List every dollar amount given in the text below about the UW's South Lake Union lease, with what each one refers to.

Text for analysis:
····················

The 100,000-sf first phase, a renovated Washington Natural Gas building at 9th Avenue North and Mercer Street, was completed and occupied last year, three years after the lease deal was originally struck. The original deal included an option for this second phase.

The two new buildings will be located on the south and west portions of the same block that holds the University's existing leasehold. In addition to 9th Avenue and Mercer Street, the borders are 8th Avenue North and Republican Street.

Very similar to the Washington Natural Gas Building lease, the Phase II lease agreement has a 35-year term plus a 10-year extension option. A source at the University's real estate division tells GlobeSt.com that, technically, the ground lease, development agreement and building leases are held by Washington Biomedical Research Properties II, a nonprofit corporation that will pass through all costs to the University. What exactly the UW will pay to lease the buildings from the nonprofit was not available on Monday.

The estimated cost of the project is $150 million. The project architect for Phase II is MBT Architecture. The general contractor is Sellen Construction. Occupancy is scheduled for June 2008. The University's expected lease rate is expected to be $37 per sf per year, not including operating costs of around $13 per sf per year, according to the University's real estate department.

"We're pretty well out of space here on our main campus [on the north side of Lake Union]," says the University's Bruce Ferguson. "We were looking for a location that would provide us enough space to really give us a significant concentration of research and researchers, and that would be reasonably proximate to the University and our research partners including the Fred Hutchinson Cancer Research Center and the Seattle Cancer Care Alliance, of which we are a one-third owner."

In March 2004, "Fred Hutch" leased the majority of 1616 Eastlake, a 165,000-sf building owned by Alexandria Real Estate Equities and located about one mile away from the UW's South Lake Union leasehold. Fred Hutch shares the building with Accelerator Corp., a biotech incubator project of Alexandria, three venture capital firms and the Seattle-based Institute for Systems Biology.

In July 2004, Vulcan sold a 14,000-sf lot in the South Lake Union neighborhood to the Seattle Cancer Care Alliance. That property also is about one mile away from UW's leasehold. The SCCA plans to develop the site with affordable housing for the families of patients undergoing treatment. The planned six-story, 75-unit facility is expected to get under way in 2007. In addition, the SCCA already operates the Pete Gross House, a 70-unit apartment building for patients and families, located on Minor Avenue North, close to the Alliance's outpatient clinic on the Fred Hutch campus.

Prior to signing the lease deal for the Washington Natural Gas Building in late 2002, UW already leased the Rosen Building at Terry Avenue North and Republican Street. The building was renovated several years ago by Vulcan and Schnitzer Northwest. The University is in the early years of a 14-year lease for that building.

Vulcan owns approximately 60 acres in Seattle's South Lake Union neighborhood. Vulcan has delivered 650,000 sf of new development in the South Lake Union area in the past two years and has about 900,000 sf currently under development. An additional 2.1 million sf of development is in the planning process.

····················

Region pointing data:

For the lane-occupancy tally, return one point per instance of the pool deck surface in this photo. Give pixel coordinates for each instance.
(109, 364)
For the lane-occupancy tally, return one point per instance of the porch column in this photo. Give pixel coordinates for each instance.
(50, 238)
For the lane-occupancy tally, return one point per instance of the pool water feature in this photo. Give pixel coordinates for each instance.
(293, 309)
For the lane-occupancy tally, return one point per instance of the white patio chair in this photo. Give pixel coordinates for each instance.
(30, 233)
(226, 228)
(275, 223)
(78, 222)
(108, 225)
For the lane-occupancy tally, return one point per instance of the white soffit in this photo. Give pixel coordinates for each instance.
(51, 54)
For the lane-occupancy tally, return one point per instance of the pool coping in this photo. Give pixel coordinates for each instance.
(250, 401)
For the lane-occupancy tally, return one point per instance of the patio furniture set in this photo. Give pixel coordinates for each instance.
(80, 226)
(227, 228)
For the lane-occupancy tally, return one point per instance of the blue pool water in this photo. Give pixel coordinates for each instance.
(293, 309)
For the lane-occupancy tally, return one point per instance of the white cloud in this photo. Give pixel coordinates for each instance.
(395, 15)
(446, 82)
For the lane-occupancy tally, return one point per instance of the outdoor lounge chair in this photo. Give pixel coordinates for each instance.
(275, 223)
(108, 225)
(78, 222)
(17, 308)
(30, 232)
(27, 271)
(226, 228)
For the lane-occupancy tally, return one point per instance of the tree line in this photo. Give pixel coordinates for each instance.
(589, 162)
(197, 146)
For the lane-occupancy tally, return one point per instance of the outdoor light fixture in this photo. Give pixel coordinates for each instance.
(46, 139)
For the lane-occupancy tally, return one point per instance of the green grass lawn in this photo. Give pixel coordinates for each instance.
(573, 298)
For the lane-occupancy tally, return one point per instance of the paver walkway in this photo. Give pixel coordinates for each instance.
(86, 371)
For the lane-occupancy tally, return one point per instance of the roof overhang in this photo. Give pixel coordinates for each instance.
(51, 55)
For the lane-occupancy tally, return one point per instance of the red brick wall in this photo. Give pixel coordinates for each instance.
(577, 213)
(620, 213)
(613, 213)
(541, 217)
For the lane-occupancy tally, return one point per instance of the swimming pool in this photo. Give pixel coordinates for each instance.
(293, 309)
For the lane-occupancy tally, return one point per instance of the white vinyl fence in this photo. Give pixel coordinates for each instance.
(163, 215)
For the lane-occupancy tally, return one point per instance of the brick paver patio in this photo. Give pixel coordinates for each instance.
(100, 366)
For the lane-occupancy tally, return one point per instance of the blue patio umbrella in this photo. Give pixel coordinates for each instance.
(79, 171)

····················

Result for this exercise:
- $150 million: the estimated cost of the Phase II project.
- $37 per sf per year: the University's expected lease rate.
- About $13 per sf per year: the operating costs, which are not included in the lease rate.